(Stated exercise)
Give all of the lines again, with nothing added or dropped.

(Given data)
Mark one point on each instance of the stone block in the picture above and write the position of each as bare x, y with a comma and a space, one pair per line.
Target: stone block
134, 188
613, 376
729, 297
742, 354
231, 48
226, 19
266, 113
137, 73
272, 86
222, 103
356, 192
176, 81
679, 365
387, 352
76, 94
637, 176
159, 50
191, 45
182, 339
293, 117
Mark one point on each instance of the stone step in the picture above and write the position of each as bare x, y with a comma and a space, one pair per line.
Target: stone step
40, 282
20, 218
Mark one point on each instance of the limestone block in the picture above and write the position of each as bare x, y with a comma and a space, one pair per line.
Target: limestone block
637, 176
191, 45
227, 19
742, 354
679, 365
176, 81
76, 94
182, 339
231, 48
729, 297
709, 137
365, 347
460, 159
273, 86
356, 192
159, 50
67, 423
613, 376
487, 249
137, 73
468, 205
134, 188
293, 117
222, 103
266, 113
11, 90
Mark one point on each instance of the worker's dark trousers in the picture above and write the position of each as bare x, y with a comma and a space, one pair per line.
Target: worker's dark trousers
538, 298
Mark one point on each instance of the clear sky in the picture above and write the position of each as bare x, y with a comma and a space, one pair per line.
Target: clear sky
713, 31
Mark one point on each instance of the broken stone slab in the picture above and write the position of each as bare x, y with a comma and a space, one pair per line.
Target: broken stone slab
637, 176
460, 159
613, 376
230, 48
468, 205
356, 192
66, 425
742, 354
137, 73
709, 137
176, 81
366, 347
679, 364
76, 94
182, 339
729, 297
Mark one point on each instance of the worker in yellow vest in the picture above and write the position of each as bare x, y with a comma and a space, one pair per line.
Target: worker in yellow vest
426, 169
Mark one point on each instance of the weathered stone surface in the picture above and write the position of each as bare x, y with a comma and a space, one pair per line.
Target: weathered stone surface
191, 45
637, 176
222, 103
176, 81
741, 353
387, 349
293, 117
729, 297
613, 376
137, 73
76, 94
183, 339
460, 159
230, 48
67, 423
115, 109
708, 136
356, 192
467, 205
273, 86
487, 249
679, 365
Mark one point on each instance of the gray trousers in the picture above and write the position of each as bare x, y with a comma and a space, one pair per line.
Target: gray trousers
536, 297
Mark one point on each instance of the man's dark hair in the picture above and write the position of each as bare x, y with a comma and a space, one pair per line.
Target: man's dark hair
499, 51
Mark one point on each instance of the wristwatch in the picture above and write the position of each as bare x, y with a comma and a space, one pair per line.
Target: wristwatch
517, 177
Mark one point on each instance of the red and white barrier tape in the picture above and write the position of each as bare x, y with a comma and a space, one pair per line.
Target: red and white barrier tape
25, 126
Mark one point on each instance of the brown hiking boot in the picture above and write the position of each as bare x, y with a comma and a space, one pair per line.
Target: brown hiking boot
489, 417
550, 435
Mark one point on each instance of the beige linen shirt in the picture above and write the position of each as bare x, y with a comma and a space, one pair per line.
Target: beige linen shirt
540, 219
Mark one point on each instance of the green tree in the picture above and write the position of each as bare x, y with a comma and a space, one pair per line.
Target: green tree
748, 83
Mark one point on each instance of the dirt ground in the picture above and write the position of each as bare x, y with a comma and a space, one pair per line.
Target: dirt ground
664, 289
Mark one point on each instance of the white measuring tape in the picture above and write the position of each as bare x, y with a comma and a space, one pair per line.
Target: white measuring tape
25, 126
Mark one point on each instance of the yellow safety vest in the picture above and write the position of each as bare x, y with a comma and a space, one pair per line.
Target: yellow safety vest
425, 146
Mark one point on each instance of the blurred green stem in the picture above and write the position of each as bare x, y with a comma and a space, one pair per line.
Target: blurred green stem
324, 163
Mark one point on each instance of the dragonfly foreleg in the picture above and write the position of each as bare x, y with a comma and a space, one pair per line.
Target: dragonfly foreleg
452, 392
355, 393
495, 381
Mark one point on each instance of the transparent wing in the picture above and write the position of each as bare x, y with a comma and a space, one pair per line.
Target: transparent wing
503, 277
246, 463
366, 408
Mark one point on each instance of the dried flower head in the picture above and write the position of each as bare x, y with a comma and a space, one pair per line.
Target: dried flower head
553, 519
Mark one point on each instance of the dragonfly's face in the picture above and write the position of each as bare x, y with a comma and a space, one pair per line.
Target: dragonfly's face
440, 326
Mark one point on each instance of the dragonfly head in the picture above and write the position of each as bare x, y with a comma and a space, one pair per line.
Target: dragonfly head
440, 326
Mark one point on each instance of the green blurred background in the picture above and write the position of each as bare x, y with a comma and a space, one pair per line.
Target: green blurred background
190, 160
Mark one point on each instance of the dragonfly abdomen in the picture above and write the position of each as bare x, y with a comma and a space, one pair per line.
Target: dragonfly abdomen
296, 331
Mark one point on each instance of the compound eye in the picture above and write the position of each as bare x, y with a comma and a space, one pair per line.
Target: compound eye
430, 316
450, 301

(Solution)
Mark one point on each instance of the stone block in the picture above and write the position of each as bare x, y with a comma and a space, one pair per line.
Target: stone block
134, 188
613, 376
729, 297
742, 354
231, 48
226, 19
266, 113
137, 73
272, 86
222, 103
356, 192
176, 81
679, 365
387, 352
76, 94
637, 176
159, 50
191, 45
182, 339
293, 117
Mark one point on each instance of the stone step in the picture above and write the position of each as bare x, y with a comma and a space, one pair per line.
Target: stone step
40, 282
20, 218
Mark one point on each instance of the limestone block in the picture above and write the position of each as bare x, y with a comma and a space, one pair per line.
Target: limestone block
637, 176
191, 45
227, 19
742, 354
679, 365
176, 81
76, 94
182, 339
231, 48
729, 297
709, 137
365, 347
460, 159
273, 86
356, 192
159, 50
67, 423
613, 376
487, 249
137, 73
468, 205
134, 188
293, 117
222, 103
266, 113
11, 90
Mark one point on each instance of the worker's dark trousers in the picture above and write the position of each as bare x, y with a comma and a space, one pair per line.
Target: worker's dark trousers
538, 298
Mark one point on each instance of the clear sky in the picture above and write the position of each as bare x, y with a comma and a space, one pair per line.
Target: clear sky
713, 31
Mark one point on each instance of the broken stone slab in the picture above and write the position of each as bare x, y with a comma and a space, one pair per line.
Target: broken stone slab
637, 176
460, 159
613, 376
230, 48
468, 205
356, 192
66, 425
742, 354
137, 73
709, 137
176, 81
366, 347
679, 364
76, 94
182, 339
729, 297
Mark one point on each instance of the worker in yellow vest in the picture above and write the position of each as bare x, y with a comma and a space, one pair per line.
Target: worker in yellow vest
426, 169
Mark one point on each instance of the weathered stone surface in the picture above and write the position of each as bare x, y with a comma and a space, one pair per line.
Target: weathered stone surface
191, 45
637, 176
222, 103
176, 81
741, 353
387, 349
293, 117
729, 297
613, 376
137, 73
76, 94
183, 339
460, 159
230, 48
67, 423
115, 109
708, 136
356, 192
467, 205
273, 86
487, 249
679, 365
Mark one point on each instance of the gray trousers in the picture above and write the position of each as bare x, y with a comma and a space, one pair per line.
Target: gray trousers
536, 297
Mark one point on each instance of the man's dark hair in the picture above and write the position of each as bare x, y with a comma and a space, one pair per line.
Target: man's dark hair
499, 51
Mark one point on each instance of the wristwatch in the picture above and write the position of each as bare x, y with a comma and a space, one pair per line.
Target: wristwatch
517, 177
Mark one point on each instance of the red and white barrier tape in the picture above and write the position of each as bare x, y with a comma and a space, one pair per line.
Target: red and white barrier tape
25, 126
Mark one point on each instance of the brown hiking boot in the picture above and write the position of each as bare x, y with a comma and a space, one pair per line.
Target: brown hiking boot
489, 417
550, 435
Mark one point on each instance of the beige linen shirt in the picture above and write the position of each as bare x, y with a comma and a space, one pair per line.
Target: beige linen shirt
540, 219
Mark one point on each instance of the green tree in the picture above and write the position of each as bare x, y with a comma and a space, one pair per line.
Target: green tree
748, 83
Mark one point on each instance of the dirt ground in the picture above and write the position of each as bare x, y with a comma and a space, one pair per line.
Target: dirt ground
664, 289
Mark one point on each instance of the white measuring tape in the picture above and write the position of each as bare x, y with a comma and a space, one pair per line.
Target: white measuring tape
25, 126
Mark one point on each instance of the yellow safety vest in the picture above and write the position of each as bare x, y with a comma and a space, one pair per line.
Target: yellow safety vest
425, 146
Mark one point on each instance of the blurred green stem in the picture above and write the position of each as bare x, y with a comma and a space, one pair per line.
Target: blurred green stem
324, 163
Mark one point on each instance of the dragonfly foreleg in the picture above and write the position of each as bare x, y with a comma and a space, one pair per line.
Target: dragonfly foreleg
452, 392
355, 393
495, 381
Mark one point on each instance of the transparent wing in the picture above and write the position of each as bare x, y with a comma and a space, one pair per line.
Target: transparent wing
503, 277
246, 463
366, 408
Mark one point on each instance of the dried flower head in the picture above and write the position of each as bare x, y with a comma and a space, one pair per line.
Target: dried flower head
553, 519
Mark one point on each instance of the dragonfly's face in the picture above and write the position of each as bare x, y with a comma and a space, one pair per line.
Target: dragonfly's face
440, 326
Mark one point on each instance of the dragonfly head in the picture above and write the position of each as bare x, y with a comma and a space, one pair per line.
Target: dragonfly head
440, 326
Mark one point on each instance of the green blurred background in the picture above and write the position of each as bare x, y with a comma and a space, one pair per line.
Target: green blurred background
190, 160
Mark one point on each instance of the dragonfly abdomen in the picture above and write the position of each as bare x, y with a comma and a space, one pair per line.
Target: dragonfly abdomen
296, 331
Mark one point on each instance of the compound eye in the picture above and write the position of each as bare x, y with a comma and a space, one pair per line.
Target: compound eye
430, 316
450, 301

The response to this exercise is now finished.